Start of EXTRACTED RECORDS

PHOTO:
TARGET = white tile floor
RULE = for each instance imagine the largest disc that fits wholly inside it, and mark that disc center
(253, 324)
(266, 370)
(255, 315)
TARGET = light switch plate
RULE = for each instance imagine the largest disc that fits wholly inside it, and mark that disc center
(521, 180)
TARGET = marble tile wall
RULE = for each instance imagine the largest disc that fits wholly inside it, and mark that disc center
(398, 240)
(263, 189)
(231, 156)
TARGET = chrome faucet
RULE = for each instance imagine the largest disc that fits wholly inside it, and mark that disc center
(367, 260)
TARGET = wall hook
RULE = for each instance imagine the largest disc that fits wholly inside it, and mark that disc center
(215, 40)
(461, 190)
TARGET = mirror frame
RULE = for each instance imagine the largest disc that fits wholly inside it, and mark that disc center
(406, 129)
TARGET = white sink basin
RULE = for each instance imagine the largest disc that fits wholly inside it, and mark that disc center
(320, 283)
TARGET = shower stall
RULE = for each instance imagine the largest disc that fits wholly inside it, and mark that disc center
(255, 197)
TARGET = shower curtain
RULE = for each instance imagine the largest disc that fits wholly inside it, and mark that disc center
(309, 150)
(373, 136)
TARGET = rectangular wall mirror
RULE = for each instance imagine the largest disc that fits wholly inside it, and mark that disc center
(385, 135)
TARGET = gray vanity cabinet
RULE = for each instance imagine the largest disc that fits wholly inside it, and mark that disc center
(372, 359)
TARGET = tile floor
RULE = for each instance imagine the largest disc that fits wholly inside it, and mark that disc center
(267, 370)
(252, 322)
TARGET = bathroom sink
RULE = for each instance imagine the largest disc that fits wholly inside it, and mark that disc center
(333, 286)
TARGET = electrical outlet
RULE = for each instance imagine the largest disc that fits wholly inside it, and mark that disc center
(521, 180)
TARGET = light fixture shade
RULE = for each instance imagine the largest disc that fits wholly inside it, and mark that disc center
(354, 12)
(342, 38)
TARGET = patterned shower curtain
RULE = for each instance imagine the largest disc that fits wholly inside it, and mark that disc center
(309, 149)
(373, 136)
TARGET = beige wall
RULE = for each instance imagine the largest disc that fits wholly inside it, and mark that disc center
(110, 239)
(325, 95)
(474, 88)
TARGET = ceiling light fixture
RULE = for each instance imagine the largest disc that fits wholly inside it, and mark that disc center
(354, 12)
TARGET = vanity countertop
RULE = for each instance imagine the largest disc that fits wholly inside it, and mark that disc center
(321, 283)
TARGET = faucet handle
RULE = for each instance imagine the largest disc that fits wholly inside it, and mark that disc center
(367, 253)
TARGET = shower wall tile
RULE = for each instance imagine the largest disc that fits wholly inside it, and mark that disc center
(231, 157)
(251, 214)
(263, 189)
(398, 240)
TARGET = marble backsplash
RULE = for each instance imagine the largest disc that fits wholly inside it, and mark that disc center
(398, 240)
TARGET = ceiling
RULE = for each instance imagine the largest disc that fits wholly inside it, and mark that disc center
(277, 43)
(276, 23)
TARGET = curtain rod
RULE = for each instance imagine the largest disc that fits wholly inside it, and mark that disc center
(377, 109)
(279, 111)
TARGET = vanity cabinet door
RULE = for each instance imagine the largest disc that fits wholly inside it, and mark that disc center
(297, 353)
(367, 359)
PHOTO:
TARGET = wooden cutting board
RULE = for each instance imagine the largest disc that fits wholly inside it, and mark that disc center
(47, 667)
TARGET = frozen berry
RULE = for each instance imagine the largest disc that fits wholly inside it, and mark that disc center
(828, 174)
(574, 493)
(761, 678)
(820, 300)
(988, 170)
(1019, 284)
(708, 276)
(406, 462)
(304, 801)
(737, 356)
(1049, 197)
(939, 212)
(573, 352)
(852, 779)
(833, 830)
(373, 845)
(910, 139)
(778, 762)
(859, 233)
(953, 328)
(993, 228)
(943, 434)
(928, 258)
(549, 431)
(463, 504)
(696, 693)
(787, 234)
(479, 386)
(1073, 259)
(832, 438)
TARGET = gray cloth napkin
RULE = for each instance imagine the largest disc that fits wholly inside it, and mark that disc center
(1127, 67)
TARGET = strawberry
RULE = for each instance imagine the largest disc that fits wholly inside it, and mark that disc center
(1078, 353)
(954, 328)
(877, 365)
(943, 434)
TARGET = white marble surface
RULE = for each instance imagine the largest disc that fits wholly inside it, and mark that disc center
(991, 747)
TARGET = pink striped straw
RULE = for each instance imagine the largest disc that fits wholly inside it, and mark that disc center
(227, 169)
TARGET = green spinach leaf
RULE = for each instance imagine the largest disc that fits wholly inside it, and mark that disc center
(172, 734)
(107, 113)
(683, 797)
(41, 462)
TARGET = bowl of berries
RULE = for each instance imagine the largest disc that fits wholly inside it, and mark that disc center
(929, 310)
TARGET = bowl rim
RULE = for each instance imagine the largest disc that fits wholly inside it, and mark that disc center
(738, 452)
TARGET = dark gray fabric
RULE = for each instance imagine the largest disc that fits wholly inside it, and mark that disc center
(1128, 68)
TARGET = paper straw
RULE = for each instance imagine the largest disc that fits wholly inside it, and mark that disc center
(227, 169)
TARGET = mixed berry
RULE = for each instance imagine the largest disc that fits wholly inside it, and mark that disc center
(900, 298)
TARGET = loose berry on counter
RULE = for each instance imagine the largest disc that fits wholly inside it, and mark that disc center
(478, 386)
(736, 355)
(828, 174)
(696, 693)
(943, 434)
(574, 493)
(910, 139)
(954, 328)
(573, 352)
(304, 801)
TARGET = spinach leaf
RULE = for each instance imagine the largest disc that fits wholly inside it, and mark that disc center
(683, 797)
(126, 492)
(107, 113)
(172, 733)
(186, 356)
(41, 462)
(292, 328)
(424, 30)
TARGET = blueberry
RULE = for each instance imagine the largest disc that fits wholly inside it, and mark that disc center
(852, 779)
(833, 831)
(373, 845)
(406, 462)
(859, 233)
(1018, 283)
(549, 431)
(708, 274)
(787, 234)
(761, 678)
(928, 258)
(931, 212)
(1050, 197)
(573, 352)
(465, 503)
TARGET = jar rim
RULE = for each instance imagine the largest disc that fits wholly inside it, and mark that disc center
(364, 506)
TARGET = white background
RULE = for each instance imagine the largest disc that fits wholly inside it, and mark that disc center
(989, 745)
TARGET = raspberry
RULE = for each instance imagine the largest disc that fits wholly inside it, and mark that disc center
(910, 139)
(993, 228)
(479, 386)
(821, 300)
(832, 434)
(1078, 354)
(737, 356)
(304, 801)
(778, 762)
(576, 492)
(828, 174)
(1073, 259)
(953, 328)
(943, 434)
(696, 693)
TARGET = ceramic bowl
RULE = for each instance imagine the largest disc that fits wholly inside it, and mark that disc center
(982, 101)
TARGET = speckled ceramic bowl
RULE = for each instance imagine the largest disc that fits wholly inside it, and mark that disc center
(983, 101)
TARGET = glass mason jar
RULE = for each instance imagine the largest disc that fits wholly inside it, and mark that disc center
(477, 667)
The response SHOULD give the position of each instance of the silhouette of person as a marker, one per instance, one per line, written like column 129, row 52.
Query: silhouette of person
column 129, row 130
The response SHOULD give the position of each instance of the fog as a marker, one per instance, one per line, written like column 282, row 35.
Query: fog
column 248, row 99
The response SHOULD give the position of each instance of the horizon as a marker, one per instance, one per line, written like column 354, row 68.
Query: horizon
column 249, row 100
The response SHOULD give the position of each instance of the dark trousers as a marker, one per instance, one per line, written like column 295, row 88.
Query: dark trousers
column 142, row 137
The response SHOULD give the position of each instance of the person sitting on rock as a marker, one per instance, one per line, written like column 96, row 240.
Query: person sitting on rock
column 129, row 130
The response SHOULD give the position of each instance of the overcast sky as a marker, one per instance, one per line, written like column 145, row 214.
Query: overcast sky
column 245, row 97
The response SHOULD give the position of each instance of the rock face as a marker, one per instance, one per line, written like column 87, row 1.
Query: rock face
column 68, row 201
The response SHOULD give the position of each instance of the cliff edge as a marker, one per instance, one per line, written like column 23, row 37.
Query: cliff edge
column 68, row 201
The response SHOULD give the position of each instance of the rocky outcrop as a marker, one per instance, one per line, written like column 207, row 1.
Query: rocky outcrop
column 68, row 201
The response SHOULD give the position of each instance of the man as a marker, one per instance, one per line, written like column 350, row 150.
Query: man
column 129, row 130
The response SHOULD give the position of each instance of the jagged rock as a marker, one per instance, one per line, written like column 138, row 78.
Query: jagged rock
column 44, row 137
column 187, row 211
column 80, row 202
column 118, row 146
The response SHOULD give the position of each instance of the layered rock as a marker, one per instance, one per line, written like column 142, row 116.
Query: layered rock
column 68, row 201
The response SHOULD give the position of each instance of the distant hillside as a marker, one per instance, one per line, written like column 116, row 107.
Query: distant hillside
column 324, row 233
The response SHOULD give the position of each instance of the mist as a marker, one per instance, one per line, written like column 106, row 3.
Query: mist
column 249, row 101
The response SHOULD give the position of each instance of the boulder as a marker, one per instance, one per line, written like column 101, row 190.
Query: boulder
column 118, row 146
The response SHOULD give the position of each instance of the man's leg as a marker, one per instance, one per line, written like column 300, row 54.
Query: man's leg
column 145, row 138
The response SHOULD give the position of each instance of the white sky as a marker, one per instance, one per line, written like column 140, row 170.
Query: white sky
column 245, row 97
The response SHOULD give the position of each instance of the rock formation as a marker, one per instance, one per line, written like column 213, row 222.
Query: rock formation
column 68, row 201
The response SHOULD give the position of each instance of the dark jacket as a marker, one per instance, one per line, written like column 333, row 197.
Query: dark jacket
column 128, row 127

End of EXTRACTED RECORDS

◆ TRY IT ◆
Look through the material and say how many lines hold "wall". Give the number only.

◆ EXERCISE ANSWER ◆
5